**Written exercise**. Extract every line of the records below verbatim, omitting the pictures.

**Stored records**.
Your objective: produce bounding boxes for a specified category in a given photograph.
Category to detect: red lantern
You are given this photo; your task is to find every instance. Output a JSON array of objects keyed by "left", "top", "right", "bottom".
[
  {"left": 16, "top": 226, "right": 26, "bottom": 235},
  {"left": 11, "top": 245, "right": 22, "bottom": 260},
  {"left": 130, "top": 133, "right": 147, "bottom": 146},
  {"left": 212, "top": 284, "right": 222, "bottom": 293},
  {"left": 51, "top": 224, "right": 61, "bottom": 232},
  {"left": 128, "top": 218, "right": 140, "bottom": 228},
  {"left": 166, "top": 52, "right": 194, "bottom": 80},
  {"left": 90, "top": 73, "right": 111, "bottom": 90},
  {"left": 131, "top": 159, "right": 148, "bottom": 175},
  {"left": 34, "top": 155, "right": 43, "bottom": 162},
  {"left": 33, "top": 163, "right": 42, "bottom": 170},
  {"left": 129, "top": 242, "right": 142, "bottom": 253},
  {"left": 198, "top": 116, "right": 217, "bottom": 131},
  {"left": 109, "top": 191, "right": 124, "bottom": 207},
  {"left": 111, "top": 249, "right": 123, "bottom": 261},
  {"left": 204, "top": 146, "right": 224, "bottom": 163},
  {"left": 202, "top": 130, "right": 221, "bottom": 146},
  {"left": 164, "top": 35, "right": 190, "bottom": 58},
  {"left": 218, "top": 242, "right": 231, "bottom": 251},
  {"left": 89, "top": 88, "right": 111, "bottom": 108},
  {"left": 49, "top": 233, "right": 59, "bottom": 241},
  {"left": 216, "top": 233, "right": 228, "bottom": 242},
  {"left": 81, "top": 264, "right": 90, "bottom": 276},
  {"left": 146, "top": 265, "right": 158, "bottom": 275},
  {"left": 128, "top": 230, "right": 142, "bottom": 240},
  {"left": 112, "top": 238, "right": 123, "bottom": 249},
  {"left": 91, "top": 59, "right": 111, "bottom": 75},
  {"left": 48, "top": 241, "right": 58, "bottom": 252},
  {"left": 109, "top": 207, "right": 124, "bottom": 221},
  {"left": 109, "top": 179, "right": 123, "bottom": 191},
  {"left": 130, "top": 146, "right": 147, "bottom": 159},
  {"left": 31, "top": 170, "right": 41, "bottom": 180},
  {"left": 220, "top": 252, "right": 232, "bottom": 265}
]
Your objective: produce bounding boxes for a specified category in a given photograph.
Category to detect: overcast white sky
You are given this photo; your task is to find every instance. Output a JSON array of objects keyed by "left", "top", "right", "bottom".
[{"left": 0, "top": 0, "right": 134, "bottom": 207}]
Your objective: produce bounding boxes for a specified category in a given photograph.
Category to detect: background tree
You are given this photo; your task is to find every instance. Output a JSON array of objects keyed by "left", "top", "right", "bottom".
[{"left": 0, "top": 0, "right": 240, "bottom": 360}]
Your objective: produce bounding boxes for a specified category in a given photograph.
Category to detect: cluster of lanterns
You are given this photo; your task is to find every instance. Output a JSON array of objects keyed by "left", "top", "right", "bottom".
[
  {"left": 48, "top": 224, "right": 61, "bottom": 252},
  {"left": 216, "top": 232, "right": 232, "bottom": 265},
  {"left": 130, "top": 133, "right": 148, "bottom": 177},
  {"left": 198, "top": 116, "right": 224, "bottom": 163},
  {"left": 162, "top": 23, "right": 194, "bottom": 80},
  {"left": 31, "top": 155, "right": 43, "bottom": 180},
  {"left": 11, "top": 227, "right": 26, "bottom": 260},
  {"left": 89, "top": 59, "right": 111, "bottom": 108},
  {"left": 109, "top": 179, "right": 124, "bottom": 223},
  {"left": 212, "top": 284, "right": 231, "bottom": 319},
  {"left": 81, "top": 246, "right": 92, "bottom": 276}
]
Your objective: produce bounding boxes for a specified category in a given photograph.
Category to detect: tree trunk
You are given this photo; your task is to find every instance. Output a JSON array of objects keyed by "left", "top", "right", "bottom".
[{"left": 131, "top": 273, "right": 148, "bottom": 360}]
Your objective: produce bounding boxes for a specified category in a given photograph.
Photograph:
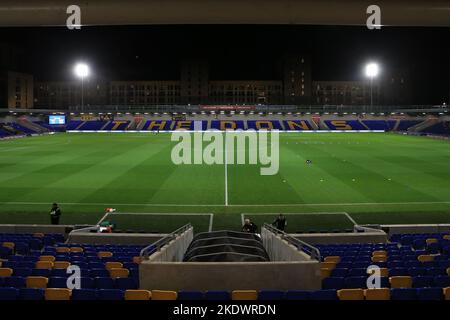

**Result**.
Your objective: produce bounding boxes for a specified category in a given photograph.
Category to detect: red lantern
You are given this photo; your task is to find every instance. Output a JSON array of objects keyed by "left", "top", "right", "bottom".
[
  {"left": 16, "top": 226, "right": 26, "bottom": 235},
  {"left": 11, "top": 245, "right": 22, "bottom": 260},
  {"left": 130, "top": 133, "right": 147, "bottom": 146},
  {"left": 212, "top": 284, "right": 222, "bottom": 293},
  {"left": 51, "top": 224, "right": 61, "bottom": 232},
  {"left": 128, "top": 218, "right": 140, "bottom": 228},
  {"left": 166, "top": 52, "right": 194, "bottom": 80},
  {"left": 90, "top": 73, "right": 111, "bottom": 90},
  {"left": 131, "top": 159, "right": 148, "bottom": 175},
  {"left": 34, "top": 155, "right": 43, "bottom": 162},
  {"left": 33, "top": 163, "right": 42, "bottom": 170},
  {"left": 129, "top": 242, "right": 142, "bottom": 253},
  {"left": 198, "top": 116, "right": 217, "bottom": 131},
  {"left": 109, "top": 191, "right": 124, "bottom": 207},
  {"left": 111, "top": 249, "right": 123, "bottom": 261},
  {"left": 204, "top": 146, "right": 224, "bottom": 163},
  {"left": 202, "top": 130, "right": 221, "bottom": 146},
  {"left": 164, "top": 35, "right": 190, "bottom": 58},
  {"left": 218, "top": 242, "right": 231, "bottom": 251},
  {"left": 89, "top": 88, "right": 111, "bottom": 108},
  {"left": 49, "top": 233, "right": 59, "bottom": 241},
  {"left": 216, "top": 233, "right": 228, "bottom": 242},
  {"left": 81, "top": 264, "right": 90, "bottom": 276},
  {"left": 146, "top": 265, "right": 158, "bottom": 275},
  {"left": 128, "top": 230, "right": 142, "bottom": 240},
  {"left": 112, "top": 238, "right": 123, "bottom": 249},
  {"left": 91, "top": 59, "right": 111, "bottom": 75},
  {"left": 48, "top": 241, "right": 58, "bottom": 252},
  {"left": 109, "top": 207, "right": 124, "bottom": 221},
  {"left": 109, "top": 179, "right": 123, "bottom": 191},
  {"left": 130, "top": 146, "right": 147, "bottom": 159},
  {"left": 31, "top": 170, "right": 41, "bottom": 180},
  {"left": 220, "top": 252, "right": 232, "bottom": 265}
]
Your objective: produce bounding boxes for a specified category in a given photograph.
Category to detect: overcast white sky
You are given this photo; your task is to find every instance. Output a JSON array of objects keyed by "left", "top", "right", "bottom".
[{"left": 0, "top": 0, "right": 134, "bottom": 207}]
Your objective: produce bounding boxes for a specified category in a given photograph.
Category to detect: background tree
You are given this photo; your task is to find every instance. Output a JSON array of objects keyed by "left", "top", "right", "bottom".
[{"left": 0, "top": 0, "right": 240, "bottom": 360}]
Your objective: produce bounding boxes for a specified category in a given photograph.
Category to detect: cluster of lanterns
You are given this photo; your task is to find every instance. Output a JSON array of objects keyed by "left", "top", "right", "bottom".
[
  {"left": 48, "top": 224, "right": 61, "bottom": 252},
  {"left": 216, "top": 232, "right": 232, "bottom": 265},
  {"left": 130, "top": 133, "right": 148, "bottom": 177},
  {"left": 198, "top": 116, "right": 224, "bottom": 163},
  {"left": 162, "top": 23, "right": 194, "bottom": 80},
  {"left": 31, "top": 155, "right": 43, "bottom": 180},
  {"left": 11, "top": 227, "right": 26, "bottom": 260},
  {"left": 89, "top": 59, "right": 111, "bottom": 108},
  {"left": 109, "top": 179, "right": 124, "bottom": 223},
  {"left": 212, "top": 284, "right": 231, "bottom": 319},
  {"left": 81, "top": 246, "right": 92, "bottom": 276}
]
Your objective: produce bounding boxes for a specified category in a given photograph.
Category to detect: tree trunk
You are given this photo; your task is to find every instance. Output a JSON array of objects keyed by "left", "top", "right", "bottom".
[{"left": 131, "top": 273, "right": 148, "bottom": 360}]
Your objective: produce bounding boxes for a specified category in a given photograph.
Photograph:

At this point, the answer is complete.